» WHAT IS REQUIRED: Return all of the data exactly as given.

-- START OF EXERCISE INPUT --

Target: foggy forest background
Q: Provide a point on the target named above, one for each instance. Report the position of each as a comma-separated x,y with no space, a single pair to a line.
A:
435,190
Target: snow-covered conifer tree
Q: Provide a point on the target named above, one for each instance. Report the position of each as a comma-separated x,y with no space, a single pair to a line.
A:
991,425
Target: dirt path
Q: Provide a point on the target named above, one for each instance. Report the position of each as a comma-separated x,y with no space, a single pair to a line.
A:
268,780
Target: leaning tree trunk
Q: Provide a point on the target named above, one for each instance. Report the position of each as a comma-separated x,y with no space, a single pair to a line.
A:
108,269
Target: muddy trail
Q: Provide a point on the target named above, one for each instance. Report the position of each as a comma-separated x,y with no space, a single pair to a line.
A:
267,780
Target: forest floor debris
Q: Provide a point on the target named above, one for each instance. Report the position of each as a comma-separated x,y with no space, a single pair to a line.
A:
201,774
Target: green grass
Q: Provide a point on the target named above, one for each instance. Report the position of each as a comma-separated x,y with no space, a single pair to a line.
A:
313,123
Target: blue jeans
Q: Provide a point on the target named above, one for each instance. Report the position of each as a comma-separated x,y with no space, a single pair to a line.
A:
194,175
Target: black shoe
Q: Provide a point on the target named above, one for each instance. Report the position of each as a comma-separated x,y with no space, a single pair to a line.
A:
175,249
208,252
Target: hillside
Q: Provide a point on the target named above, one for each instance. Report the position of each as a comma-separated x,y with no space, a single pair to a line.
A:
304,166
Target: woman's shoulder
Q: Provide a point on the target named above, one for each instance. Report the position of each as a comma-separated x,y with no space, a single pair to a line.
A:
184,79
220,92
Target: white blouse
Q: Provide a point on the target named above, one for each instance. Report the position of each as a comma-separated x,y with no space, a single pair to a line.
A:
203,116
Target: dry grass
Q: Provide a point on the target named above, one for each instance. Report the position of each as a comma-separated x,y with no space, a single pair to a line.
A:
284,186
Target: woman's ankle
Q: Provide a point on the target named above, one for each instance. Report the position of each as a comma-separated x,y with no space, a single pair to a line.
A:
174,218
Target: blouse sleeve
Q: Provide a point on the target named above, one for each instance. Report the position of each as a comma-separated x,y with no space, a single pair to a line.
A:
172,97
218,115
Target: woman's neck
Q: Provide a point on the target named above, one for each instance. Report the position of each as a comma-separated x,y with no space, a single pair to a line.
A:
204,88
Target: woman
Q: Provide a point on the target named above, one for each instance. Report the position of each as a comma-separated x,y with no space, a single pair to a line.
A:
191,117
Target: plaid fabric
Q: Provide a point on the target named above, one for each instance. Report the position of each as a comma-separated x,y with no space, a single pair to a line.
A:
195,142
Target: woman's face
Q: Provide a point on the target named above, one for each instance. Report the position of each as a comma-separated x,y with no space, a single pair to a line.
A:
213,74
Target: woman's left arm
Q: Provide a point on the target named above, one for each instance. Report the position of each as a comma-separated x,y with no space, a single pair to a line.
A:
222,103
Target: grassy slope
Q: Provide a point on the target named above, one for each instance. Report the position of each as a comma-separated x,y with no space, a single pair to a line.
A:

-- END OF EXERCISE INPUT --

» WRITTEN REPLY:
Target: foggy forest background
Q: Provide a point on the target named above, one for each instance. Report the position of each as a comma-separated x,y with no space, a single pair to a line.
A:
435,190
Target: snow-covered conifer tree
Q: Provide a point on the target named above, one for each instance. Report the position of each as a comma-separated x,y with no space, a single pair to a line.
A:
991,425
Target: dirt path
Q: Provide a point on the target named above, one for each instance. Report the position of each as a comma-separated x,y with no space, a single pair to a line.
A:
268,780
Target: leaning tree trunk
Q: Provide a point on the target named above, one for each instance. Report the position of each as a comma-separated x,y with no space, a single pair to a line.
A:
108,269
Target: muddy trail
Q: Provide a point on the target named above, one for each instance. Report the position of each as a comma-separated x,y with no space, a single pair to a line.
A:
267,780
Target: forest floor debris
Q: Provide a point on the target named above, one for each instance. Report the position of each as a comma-separated x,y with no space, a single pair to a line.
A:
201,774
Target: green grass
Q: Provide a point on the target named above, one for each instance. Report the position of each as a comma-separated x,y with no space, a single pair to a line.
A:
313,123
Target: blue jeans
Q: Provide a point on the target named above, one for each instance. Report the position of each as a comma-separated x,y with no space, a single pair to a line.
A:
194,175
Target: black shoe
Q: Provide a point on the target named above, one for each instance. Report the position of each as a comma-separated x,y with no space, a single pair to a line.
A:
175,249
208,252
Target: hillside
Q: Provide a point on the target named above, one for each instance. Report the position of each as a comma-separated x,y with no space, a single pair to a line.
A:
304,166
Target: woman's shoulder
Q: Provide a point on the target named above, one for each instance. Report the position of each as a comma-separated x,y with no space, a single pair to a line.
A:
184,79
220,92
Target: white blouse
Q: Provide a point on the target named above, one for each instance. Report the position of each as a comma-separated x,y with no space, a single pair to a line.
A:
203,116
Target: dry grass
Q: Provide a point on the target named above, one for each instance. Report the position of each as a comma-separated x,y with no space, a single pair to a line.
A:
284,186
Target: woman's ankle
Q: Provide a point on the target named above, one for each instance. Report the position of each as a comma-separated x,y with no space, a single pair to a line.
A:
174,218
Target: blouse sleeve
Q: Provide a point on the target named above, one for each instance. Report the position of each as a comma-separated x,y with no space, a single pair to a line.
A:
172,97
218,115
Target: woman's neck
Q: Provide a point on the target named above, one for each instance. Report the position of each as a comma-separated x,y with no space, a single pair to a line.
A:
204,88
Target: woman
Q: Provide a point on the target named above, one for each instance. Report the position of each as a comma-separated x,y with no space, a single pair to a line.
A:
191,117
Target: plaid fabric
Q: Provide a point on the target named above, one for each instance. Report the position of each as a comma-separated x,y with no space, a single pair to a line.
A:
195,142
Target: woman's face
Q: Provide a point on the target named above, one for each instance. Report the position of each as a comma-separated x,y with no space, a single pair to a line.
A:
213,74
Target: woman's left arm
Q: Provide a point on the target named above, one for each instance. Report the position of each as a comma-separated x,y with no space, a single pair to a line.
A:
222,103
Target: grassy slope
Q: Provide a point on the target named above, one for each instance. Report the position of each as a comma-separated x,y with no space, a single pair to a line.
A:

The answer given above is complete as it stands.